**MATERIAL EXTRAÍDO**
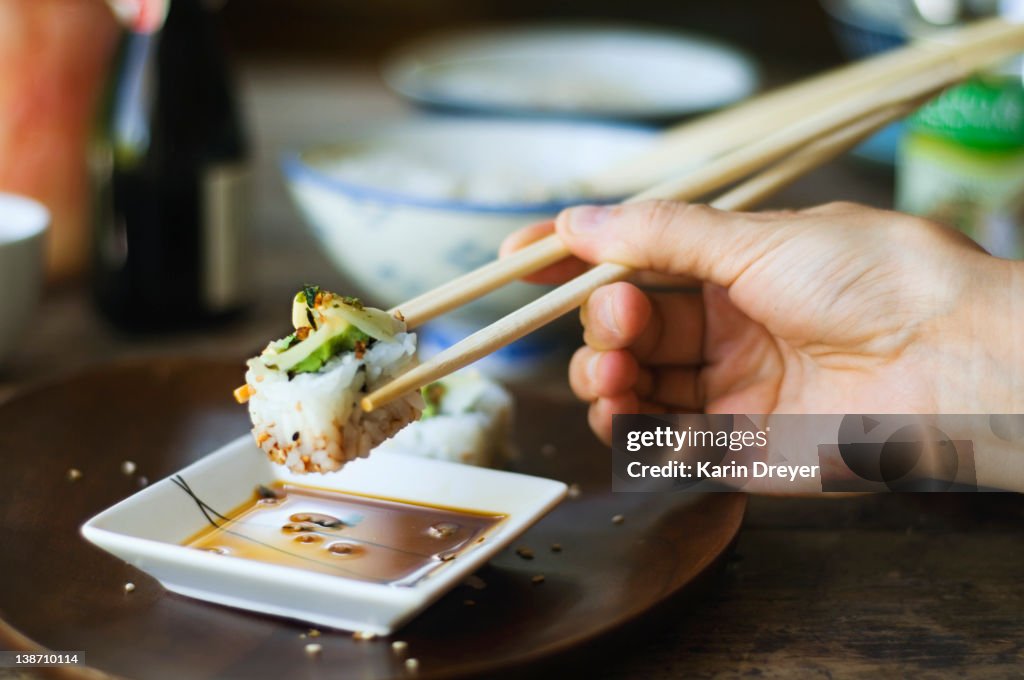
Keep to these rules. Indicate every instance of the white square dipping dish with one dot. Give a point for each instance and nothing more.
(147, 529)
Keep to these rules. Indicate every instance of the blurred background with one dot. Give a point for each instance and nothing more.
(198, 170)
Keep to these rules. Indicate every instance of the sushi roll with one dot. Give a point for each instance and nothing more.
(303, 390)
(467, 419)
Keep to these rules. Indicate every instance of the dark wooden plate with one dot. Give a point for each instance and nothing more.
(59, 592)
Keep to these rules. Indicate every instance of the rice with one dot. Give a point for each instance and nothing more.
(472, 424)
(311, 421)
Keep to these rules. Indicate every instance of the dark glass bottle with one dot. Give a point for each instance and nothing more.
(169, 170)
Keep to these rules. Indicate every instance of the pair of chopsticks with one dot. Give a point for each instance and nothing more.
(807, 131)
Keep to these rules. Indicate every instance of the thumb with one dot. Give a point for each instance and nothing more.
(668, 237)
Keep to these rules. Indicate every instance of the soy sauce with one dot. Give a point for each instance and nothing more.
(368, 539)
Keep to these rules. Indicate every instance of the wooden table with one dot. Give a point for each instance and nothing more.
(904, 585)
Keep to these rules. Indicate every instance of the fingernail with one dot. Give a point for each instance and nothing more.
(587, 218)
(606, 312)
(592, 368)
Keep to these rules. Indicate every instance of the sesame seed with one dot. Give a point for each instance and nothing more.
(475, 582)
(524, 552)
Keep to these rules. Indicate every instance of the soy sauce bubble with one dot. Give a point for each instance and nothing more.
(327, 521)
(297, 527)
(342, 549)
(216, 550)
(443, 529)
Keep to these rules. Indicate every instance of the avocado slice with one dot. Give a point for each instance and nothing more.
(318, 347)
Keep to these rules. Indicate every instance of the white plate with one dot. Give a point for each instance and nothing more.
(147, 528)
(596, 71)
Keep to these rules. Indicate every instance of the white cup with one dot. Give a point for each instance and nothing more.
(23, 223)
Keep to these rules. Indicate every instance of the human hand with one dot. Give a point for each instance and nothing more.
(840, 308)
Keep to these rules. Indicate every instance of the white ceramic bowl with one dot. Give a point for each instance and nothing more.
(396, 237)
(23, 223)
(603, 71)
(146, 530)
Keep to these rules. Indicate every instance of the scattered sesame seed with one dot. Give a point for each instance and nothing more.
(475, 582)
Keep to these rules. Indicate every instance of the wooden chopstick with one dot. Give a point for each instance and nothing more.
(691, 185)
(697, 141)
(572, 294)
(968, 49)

**QUÉ HACER**
Reproduce sin cambios, por favor, las líneas de los registros: empieza en la que contiene "Keep to these rules. Indicate every instance of the sesame" y termina con la última línea de los registros, ambas incluidas.

**SOLUCIÓN COMPLETA**
Keep to these rules. Indicate every instance of the sesame seed with one dot. Give a point for each instance and nothing more.
(475, 582)
(524, 552)
Keep to these rules. Indicate every instance of the soy sauce bubble with one dot. Give a point for each instance and nothing more.
(327, 521)
(297, 527)
(342, 549)
(216, 550)
(443, 529)
Keep to these rules. Indicate every instance of the avocado slice with one dot. Give a point for each instance and nothing more.
(318, 347)
Keep to these rules. Indicate every instance of the white plate with one dot. Give a point for each instance and nothing more.
(147, 528)
(596, 71)
Keep to these rules. Indicate every instance of the white cup with one dot. Give a point for each instance and nothing more.
(23, 223)
Keep to these rules. Indicate every instance of the human hand with one dot. Give a point for each instance and nothing more.
(840, 308)
Keep to these rules. Indicate every instance of the white ceramic bowl with one dot. Give a point for each instance and nothing more.
(396, 237)
(23, 223)
(603, 71)
(146, 530)
Keep to these rules. Indicate every instance of the scattered sesame seed with one dot. Give a point for each instance and nothing more.
(475, 582)
Keep to these rules. Indicate every instance of the wooden chopstick with one dot. Give a point for each instance and nothing more.
(691, 185)
(697, 141)
(572, 294)
(968, 49)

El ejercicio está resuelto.